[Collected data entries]
____________________
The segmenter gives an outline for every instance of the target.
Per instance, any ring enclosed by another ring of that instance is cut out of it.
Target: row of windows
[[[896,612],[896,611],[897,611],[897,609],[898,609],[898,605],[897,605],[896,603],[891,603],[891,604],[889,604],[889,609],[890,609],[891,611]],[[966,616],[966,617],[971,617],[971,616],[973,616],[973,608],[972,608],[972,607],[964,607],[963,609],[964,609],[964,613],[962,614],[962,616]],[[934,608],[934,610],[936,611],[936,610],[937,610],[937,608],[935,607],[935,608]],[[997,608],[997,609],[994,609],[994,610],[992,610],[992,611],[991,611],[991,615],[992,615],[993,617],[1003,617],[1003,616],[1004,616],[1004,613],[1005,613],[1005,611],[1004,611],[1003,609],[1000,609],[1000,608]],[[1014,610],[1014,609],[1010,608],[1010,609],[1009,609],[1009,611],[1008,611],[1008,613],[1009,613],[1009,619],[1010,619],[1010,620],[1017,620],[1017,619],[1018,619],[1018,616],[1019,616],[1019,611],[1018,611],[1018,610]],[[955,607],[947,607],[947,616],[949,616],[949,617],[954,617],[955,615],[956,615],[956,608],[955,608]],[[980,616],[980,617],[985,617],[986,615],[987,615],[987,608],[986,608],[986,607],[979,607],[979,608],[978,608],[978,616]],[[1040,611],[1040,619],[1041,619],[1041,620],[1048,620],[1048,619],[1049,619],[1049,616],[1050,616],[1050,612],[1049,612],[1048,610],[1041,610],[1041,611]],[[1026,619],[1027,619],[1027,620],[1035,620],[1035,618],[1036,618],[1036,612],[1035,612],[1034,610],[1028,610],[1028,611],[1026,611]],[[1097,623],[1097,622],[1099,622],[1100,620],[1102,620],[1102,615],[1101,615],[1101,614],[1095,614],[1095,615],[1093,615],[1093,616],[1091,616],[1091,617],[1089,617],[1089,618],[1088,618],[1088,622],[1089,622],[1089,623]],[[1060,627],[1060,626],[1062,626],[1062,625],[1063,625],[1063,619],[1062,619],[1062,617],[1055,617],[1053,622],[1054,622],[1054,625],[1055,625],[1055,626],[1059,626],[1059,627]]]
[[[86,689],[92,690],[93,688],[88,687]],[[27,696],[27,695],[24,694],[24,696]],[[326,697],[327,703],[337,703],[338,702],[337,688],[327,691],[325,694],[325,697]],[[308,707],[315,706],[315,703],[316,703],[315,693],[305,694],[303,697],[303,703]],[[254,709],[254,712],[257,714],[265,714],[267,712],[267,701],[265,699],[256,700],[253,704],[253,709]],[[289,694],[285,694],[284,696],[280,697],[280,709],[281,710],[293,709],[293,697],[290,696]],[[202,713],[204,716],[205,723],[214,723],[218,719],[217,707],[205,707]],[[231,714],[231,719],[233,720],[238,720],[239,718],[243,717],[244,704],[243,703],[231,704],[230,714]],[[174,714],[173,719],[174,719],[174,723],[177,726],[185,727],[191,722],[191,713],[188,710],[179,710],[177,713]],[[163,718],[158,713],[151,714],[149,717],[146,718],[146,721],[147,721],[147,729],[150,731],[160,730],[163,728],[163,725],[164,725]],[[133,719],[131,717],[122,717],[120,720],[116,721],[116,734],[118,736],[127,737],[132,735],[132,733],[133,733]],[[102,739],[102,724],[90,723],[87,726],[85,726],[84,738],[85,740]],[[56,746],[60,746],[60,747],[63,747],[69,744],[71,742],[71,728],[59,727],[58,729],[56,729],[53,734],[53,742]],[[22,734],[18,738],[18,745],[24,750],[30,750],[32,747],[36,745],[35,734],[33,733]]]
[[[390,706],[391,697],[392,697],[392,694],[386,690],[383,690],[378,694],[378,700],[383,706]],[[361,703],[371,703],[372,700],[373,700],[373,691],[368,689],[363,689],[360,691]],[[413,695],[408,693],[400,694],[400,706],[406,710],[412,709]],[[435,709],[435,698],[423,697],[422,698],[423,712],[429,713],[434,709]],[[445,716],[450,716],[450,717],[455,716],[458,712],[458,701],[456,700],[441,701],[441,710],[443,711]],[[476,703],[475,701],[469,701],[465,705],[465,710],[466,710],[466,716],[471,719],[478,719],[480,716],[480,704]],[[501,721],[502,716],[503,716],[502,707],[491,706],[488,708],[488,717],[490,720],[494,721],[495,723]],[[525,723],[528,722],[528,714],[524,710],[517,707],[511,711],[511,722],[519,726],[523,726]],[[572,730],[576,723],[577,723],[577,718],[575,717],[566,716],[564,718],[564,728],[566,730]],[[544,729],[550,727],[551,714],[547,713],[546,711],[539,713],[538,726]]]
____________________
- **Task statement**
Report how many lines above hold the string "instance", giving nothing but the number.

- **Result of this task**
2